• REQUIRED WORK: Every line holding "green" should be copied from the records below.

• DATA EXCERPTS:
* * * * * * * * *

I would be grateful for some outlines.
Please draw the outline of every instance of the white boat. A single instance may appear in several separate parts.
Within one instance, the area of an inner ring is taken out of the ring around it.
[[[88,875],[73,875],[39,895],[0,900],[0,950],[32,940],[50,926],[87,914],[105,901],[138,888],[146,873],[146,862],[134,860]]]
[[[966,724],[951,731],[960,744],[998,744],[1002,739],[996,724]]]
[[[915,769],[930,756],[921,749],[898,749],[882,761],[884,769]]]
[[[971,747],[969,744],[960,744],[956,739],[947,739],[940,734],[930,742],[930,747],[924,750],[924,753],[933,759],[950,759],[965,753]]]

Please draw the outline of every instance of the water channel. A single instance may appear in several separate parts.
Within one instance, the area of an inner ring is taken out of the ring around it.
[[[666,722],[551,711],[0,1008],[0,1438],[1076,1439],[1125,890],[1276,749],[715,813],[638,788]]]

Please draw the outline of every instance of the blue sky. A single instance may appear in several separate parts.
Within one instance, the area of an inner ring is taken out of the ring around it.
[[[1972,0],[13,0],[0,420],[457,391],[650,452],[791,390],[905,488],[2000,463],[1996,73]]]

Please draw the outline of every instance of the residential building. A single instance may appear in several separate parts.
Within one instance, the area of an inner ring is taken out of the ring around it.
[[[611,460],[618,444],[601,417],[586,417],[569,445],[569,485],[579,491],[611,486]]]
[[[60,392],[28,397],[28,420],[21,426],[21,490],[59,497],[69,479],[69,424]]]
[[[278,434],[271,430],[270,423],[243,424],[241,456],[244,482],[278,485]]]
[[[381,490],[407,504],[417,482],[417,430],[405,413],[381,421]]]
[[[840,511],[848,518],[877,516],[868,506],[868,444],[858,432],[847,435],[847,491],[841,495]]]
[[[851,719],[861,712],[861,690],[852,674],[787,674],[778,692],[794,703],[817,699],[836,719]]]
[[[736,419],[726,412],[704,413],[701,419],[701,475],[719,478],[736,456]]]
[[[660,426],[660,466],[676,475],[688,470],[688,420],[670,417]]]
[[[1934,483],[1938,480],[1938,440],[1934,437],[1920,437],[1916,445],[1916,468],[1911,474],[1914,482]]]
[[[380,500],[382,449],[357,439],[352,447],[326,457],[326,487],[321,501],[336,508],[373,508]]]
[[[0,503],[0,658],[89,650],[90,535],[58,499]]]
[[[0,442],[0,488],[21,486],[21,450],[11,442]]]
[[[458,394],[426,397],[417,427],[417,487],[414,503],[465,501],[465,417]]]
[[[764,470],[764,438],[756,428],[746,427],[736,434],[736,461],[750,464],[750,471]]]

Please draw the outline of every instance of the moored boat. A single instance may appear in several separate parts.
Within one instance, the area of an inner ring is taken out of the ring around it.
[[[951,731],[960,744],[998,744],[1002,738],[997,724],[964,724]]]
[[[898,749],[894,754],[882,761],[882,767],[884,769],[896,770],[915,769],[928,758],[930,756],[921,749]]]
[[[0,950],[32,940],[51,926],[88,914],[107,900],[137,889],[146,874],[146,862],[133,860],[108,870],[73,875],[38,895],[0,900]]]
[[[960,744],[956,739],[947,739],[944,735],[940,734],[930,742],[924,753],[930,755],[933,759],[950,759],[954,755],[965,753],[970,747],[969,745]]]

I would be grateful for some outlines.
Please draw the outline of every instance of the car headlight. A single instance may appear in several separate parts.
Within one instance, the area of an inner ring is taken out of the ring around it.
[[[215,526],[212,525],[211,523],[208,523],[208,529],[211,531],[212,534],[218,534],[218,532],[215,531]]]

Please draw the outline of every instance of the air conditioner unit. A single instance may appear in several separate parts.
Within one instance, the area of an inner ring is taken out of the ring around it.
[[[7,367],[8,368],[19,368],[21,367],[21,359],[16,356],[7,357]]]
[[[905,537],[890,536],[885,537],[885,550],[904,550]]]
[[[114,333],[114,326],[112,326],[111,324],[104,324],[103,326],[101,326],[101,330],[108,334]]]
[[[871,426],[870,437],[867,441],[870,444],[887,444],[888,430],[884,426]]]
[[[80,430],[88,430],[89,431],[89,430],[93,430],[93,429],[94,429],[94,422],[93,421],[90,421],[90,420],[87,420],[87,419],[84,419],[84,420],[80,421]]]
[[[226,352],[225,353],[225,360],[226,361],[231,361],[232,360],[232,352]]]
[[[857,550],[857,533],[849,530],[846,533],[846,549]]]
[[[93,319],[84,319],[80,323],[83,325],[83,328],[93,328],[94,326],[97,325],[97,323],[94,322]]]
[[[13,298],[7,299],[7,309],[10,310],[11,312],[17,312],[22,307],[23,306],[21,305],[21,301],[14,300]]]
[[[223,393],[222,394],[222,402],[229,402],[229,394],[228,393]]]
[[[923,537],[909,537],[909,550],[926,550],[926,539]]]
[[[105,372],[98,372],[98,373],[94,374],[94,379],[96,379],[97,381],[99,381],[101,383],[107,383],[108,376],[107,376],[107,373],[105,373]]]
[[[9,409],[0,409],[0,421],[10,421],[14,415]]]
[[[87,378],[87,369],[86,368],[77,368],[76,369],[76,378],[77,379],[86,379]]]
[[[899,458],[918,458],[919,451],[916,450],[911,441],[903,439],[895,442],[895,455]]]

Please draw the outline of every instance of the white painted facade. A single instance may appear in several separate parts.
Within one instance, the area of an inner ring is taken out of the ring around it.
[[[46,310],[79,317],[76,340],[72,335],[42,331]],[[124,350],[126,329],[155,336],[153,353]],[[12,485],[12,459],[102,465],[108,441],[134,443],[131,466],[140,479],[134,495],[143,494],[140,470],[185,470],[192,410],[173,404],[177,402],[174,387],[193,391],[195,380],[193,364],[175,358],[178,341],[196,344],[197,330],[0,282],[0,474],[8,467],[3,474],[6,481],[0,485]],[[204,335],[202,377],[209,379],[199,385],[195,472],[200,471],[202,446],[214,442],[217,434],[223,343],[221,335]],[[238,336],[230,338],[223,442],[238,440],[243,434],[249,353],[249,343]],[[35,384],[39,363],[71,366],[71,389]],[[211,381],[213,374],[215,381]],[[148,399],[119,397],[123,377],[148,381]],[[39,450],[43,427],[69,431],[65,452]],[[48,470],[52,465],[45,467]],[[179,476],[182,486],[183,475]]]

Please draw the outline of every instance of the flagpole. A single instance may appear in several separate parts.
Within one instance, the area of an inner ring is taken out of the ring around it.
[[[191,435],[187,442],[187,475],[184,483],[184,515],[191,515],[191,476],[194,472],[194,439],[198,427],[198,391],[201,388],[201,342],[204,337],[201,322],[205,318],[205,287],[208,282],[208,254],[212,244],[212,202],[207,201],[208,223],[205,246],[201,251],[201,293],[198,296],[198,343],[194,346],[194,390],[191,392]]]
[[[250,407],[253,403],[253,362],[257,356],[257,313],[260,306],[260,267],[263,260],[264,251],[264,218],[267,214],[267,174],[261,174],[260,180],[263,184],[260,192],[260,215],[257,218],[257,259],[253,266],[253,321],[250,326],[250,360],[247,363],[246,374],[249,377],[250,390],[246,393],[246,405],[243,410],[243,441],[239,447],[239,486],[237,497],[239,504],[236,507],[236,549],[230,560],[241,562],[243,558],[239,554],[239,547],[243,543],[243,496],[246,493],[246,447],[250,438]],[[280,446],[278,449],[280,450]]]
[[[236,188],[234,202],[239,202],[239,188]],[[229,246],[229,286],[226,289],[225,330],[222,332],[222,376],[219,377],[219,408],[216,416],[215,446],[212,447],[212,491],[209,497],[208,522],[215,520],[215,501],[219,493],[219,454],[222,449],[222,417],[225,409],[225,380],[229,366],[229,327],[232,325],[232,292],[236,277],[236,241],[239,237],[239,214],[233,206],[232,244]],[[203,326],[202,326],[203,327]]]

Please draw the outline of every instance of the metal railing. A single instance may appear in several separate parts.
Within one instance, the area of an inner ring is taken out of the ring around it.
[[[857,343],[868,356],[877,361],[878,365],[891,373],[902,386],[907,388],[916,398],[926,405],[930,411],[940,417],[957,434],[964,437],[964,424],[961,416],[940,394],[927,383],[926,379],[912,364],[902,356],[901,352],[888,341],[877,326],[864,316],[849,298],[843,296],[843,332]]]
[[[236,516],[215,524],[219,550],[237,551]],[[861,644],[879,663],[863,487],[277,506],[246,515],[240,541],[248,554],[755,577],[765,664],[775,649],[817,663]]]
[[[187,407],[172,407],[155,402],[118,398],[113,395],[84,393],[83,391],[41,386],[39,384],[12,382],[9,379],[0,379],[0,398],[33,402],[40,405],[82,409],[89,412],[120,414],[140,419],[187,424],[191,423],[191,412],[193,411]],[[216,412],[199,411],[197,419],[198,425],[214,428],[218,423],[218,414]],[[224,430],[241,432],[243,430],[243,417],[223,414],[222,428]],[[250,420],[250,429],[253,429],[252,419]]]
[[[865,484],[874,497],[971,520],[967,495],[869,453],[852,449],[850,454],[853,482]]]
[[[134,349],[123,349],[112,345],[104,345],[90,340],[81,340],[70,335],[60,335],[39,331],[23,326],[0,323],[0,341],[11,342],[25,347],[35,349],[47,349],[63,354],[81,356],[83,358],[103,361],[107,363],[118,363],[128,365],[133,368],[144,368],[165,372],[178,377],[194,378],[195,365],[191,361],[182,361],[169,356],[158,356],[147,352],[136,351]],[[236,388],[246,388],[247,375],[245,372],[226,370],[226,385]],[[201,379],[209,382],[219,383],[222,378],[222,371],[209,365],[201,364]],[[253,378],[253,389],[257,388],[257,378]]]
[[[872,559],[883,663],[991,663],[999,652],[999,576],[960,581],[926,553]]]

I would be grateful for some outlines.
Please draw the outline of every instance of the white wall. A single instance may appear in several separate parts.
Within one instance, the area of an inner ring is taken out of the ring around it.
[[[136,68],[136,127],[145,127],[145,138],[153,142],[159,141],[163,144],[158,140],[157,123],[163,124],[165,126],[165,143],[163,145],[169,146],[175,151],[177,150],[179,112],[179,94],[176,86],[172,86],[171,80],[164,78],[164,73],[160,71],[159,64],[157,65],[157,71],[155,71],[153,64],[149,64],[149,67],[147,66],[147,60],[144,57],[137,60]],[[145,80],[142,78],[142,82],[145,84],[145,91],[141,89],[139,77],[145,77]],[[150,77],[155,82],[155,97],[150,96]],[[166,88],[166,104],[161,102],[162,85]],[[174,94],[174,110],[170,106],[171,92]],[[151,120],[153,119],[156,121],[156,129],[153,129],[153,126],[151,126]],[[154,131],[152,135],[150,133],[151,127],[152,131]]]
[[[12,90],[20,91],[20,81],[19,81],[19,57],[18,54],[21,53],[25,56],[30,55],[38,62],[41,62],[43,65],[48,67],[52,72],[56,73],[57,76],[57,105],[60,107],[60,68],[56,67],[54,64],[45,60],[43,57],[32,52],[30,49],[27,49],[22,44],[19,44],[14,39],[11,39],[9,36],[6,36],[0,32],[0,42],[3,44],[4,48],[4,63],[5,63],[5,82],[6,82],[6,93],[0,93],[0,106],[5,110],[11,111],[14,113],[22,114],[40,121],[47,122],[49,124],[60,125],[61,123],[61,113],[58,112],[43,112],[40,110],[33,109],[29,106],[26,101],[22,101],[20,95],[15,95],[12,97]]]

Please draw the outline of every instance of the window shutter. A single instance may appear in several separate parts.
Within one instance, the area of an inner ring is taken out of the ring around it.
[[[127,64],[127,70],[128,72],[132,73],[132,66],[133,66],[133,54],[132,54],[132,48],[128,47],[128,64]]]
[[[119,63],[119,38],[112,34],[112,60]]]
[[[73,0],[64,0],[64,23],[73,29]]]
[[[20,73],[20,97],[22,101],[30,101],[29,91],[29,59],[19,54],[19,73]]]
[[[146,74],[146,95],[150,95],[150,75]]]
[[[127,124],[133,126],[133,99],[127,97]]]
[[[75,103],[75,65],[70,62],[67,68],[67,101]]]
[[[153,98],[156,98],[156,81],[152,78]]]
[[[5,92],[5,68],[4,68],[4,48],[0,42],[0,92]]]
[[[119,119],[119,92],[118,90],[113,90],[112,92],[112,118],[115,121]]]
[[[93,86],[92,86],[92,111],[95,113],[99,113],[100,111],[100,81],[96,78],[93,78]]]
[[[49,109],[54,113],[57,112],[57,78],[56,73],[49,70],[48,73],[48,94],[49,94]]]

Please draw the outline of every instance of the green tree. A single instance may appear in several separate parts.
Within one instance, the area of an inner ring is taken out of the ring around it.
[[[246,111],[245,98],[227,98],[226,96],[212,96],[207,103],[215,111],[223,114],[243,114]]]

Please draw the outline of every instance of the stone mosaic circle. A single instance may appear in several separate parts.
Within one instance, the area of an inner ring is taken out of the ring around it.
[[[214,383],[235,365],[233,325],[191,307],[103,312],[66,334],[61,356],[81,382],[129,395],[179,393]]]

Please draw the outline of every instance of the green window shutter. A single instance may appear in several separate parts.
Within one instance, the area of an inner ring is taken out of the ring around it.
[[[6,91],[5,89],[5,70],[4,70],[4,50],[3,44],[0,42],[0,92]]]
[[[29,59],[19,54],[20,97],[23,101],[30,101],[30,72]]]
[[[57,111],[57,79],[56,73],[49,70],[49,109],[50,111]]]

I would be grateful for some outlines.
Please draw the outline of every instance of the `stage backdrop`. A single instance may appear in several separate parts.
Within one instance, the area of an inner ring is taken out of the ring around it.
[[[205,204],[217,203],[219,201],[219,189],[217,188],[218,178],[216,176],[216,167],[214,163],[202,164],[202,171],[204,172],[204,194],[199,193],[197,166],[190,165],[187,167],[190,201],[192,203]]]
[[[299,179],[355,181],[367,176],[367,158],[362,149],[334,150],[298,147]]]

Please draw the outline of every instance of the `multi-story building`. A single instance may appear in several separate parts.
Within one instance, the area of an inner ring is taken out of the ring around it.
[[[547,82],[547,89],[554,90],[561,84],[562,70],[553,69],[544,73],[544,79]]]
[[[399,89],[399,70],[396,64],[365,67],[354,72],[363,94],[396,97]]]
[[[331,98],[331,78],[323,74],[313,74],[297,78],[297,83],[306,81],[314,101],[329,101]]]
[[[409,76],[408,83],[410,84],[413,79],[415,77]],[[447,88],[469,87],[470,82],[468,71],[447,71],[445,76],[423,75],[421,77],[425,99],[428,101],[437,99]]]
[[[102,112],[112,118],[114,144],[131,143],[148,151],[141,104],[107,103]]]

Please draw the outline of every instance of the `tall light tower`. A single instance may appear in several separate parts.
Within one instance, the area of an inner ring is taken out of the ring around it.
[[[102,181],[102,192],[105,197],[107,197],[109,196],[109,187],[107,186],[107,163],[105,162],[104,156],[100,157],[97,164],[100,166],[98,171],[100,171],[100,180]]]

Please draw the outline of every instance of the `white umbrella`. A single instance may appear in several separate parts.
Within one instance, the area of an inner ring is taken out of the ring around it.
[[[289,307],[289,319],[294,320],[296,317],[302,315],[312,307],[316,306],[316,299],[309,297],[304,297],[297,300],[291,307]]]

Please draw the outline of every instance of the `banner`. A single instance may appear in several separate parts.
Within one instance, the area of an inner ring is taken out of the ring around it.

* * * * * * * * *

• ANSWER BELOW:
Please draw the outline of every instance of the green tree. A single instance may appear in several separate parts.
Please draw the outline of every instance of the green window shutter. A single instance may appear in several separate parts.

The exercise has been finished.